■ To do ■
Pick out and copy every line of the listing below that contains the string "rope".

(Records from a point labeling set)
_ _ _ _ _

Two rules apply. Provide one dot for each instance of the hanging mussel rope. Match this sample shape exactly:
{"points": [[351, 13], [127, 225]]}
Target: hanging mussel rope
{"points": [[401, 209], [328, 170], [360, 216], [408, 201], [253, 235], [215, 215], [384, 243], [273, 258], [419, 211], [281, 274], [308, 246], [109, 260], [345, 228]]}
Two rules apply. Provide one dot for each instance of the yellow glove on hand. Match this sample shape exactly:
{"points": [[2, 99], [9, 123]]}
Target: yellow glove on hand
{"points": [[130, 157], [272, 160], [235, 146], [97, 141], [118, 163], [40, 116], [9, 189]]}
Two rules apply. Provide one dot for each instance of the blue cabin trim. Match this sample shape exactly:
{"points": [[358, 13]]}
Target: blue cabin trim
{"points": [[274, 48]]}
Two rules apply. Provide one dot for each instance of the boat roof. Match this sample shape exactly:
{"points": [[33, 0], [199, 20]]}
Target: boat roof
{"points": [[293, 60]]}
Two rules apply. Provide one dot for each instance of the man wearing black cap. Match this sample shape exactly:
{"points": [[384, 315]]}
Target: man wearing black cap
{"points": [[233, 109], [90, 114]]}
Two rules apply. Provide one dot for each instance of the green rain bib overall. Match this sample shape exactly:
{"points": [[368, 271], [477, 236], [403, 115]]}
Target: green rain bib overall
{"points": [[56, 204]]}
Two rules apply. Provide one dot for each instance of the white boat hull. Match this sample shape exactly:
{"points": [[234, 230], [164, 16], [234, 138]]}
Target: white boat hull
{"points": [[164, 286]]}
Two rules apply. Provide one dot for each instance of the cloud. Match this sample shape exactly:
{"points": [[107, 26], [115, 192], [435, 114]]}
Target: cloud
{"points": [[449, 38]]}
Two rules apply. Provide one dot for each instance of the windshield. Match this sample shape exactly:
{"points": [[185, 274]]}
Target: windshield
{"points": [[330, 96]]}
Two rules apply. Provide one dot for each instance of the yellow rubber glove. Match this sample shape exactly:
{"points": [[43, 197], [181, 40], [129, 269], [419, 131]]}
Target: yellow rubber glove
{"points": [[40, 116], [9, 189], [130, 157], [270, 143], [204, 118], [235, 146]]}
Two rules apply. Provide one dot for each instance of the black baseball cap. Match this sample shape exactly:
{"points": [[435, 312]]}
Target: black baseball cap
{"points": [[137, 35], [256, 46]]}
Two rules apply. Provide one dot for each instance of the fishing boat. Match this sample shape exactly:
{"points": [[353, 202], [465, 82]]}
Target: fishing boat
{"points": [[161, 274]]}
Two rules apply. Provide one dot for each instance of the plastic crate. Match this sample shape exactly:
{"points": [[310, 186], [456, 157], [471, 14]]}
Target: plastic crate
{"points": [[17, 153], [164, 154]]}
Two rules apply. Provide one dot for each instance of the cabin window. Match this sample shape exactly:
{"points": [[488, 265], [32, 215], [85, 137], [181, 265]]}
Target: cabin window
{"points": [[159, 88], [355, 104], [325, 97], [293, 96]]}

_ _ _ _ _

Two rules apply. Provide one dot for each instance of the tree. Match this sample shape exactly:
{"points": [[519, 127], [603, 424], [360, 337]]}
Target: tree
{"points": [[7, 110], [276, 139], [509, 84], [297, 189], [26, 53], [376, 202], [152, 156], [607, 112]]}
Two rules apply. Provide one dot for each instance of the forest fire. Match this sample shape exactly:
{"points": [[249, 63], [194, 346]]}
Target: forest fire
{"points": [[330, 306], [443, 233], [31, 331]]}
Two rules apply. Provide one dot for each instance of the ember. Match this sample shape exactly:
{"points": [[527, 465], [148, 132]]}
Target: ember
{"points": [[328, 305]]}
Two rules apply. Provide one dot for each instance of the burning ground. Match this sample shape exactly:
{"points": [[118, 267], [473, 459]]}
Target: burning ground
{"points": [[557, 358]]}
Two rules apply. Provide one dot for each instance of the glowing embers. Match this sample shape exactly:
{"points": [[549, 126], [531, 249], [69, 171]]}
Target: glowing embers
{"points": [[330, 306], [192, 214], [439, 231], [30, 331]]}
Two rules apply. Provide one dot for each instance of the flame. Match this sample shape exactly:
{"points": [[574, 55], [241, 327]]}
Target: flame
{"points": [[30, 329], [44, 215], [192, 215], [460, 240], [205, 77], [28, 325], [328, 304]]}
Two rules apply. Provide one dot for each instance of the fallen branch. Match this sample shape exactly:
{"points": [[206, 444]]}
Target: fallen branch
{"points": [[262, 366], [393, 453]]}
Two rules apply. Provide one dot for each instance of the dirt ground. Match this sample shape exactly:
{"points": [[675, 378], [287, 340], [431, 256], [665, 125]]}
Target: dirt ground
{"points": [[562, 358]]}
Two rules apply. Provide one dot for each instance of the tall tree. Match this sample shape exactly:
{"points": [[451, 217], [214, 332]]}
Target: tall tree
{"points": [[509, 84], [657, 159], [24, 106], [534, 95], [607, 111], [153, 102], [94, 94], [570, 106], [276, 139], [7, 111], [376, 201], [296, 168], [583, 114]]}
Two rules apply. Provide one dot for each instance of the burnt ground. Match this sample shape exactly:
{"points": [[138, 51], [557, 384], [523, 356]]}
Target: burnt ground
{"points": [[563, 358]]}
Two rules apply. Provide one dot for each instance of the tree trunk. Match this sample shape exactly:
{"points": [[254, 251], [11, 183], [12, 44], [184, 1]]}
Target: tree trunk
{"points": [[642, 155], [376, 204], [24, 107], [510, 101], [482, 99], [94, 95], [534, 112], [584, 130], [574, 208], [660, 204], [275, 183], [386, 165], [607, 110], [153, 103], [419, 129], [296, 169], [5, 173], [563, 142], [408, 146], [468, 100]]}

_ _ _ _ _

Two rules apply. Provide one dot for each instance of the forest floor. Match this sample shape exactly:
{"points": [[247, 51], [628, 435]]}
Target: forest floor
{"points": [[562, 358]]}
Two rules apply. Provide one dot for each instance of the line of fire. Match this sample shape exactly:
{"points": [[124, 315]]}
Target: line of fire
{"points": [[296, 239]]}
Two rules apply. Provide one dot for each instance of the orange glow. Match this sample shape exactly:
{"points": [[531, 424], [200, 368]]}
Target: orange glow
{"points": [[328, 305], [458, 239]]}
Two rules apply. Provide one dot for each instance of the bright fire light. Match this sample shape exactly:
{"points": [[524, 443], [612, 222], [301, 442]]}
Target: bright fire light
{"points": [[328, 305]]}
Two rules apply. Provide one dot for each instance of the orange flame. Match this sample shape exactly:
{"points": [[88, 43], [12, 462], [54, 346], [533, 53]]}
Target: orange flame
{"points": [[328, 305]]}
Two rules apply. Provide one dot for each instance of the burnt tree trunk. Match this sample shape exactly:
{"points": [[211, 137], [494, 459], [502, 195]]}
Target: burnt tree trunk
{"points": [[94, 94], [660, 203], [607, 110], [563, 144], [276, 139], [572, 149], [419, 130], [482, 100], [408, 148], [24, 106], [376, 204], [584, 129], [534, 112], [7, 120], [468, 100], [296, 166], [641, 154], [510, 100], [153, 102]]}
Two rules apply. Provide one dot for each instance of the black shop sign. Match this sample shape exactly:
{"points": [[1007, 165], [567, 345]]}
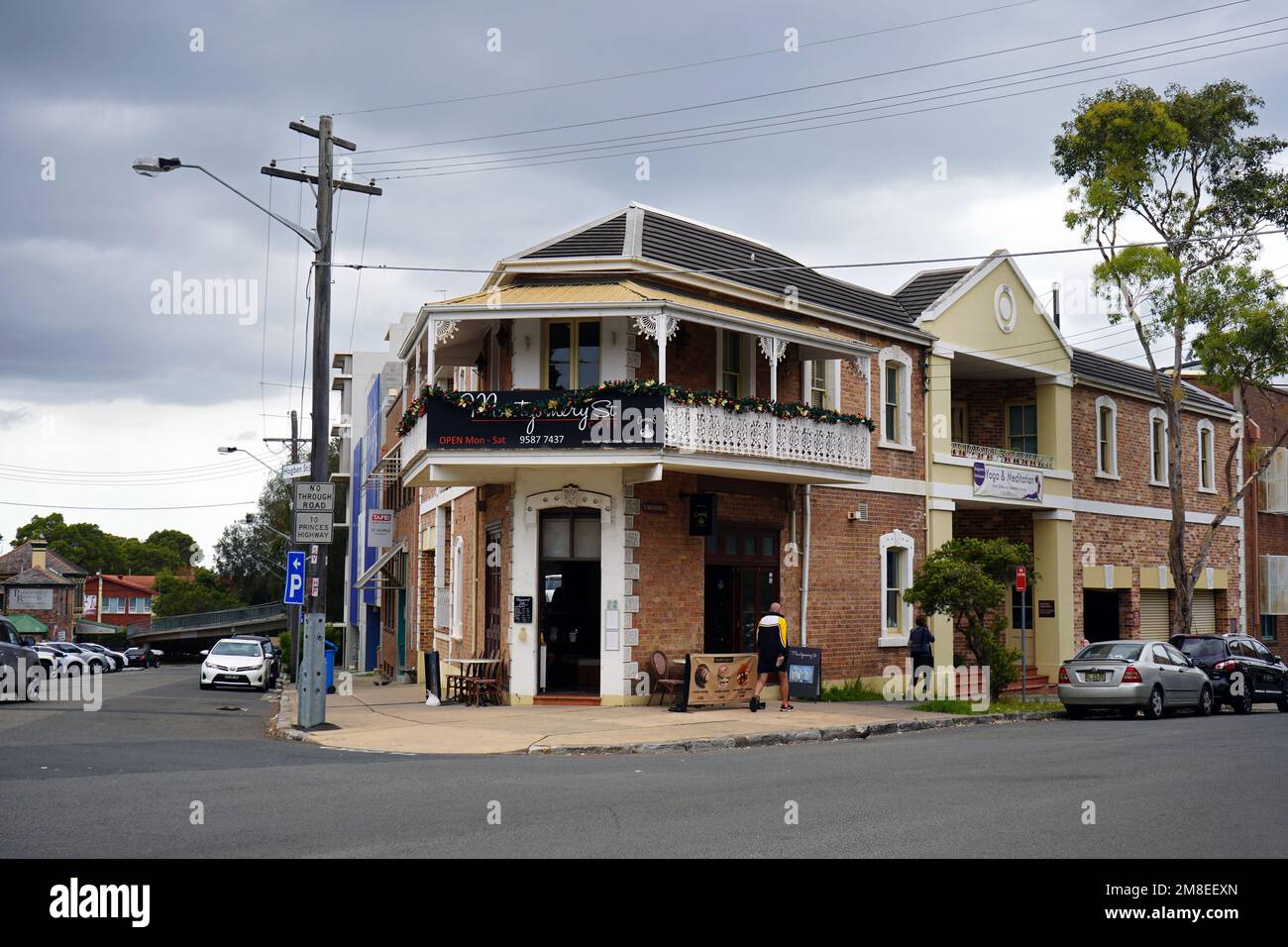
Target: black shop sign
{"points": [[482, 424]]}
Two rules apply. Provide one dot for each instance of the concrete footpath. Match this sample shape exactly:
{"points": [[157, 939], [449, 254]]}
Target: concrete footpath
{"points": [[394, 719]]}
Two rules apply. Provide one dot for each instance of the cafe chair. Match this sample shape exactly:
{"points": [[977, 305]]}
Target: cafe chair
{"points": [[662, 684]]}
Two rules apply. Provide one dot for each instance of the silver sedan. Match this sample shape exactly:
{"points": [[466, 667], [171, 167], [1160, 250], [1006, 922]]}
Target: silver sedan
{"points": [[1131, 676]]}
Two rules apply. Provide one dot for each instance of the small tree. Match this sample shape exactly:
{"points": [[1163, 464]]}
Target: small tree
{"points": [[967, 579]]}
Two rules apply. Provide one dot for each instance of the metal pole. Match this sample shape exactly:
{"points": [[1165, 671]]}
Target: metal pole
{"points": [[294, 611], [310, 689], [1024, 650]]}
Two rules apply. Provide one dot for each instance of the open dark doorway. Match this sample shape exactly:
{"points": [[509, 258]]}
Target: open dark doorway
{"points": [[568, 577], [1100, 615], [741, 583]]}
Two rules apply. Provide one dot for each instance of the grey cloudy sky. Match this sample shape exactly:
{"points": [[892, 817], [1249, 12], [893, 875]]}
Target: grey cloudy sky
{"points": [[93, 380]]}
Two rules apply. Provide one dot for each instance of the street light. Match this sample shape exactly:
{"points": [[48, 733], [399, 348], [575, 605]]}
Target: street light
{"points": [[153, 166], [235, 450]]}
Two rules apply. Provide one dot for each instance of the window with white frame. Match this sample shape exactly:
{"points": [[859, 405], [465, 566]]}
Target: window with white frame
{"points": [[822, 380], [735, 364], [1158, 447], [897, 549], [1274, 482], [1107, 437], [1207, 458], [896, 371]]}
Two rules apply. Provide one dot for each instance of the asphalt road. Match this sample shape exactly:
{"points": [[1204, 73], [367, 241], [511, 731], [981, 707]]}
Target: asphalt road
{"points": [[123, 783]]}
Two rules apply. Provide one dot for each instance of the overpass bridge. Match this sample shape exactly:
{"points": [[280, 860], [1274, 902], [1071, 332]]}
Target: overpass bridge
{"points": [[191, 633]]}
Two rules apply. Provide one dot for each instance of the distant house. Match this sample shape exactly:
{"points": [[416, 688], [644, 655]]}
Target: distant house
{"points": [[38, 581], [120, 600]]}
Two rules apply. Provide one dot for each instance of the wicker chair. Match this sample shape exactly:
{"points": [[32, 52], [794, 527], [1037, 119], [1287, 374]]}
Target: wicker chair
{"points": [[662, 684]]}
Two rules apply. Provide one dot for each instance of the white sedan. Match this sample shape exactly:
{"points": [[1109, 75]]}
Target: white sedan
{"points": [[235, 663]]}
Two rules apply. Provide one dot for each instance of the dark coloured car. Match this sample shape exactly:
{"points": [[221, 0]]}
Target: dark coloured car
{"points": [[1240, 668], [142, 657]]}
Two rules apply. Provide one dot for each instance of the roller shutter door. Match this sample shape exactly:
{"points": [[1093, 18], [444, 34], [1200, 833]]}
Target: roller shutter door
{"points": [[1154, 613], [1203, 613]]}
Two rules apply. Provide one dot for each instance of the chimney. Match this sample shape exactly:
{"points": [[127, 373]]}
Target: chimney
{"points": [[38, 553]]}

_ _ _ _ _

■ Expected answer ■
Two rules apply. Provide one dot for each instance of the hanging mussel rope. Match this sample shape exactly:
Target: hanging mussel rope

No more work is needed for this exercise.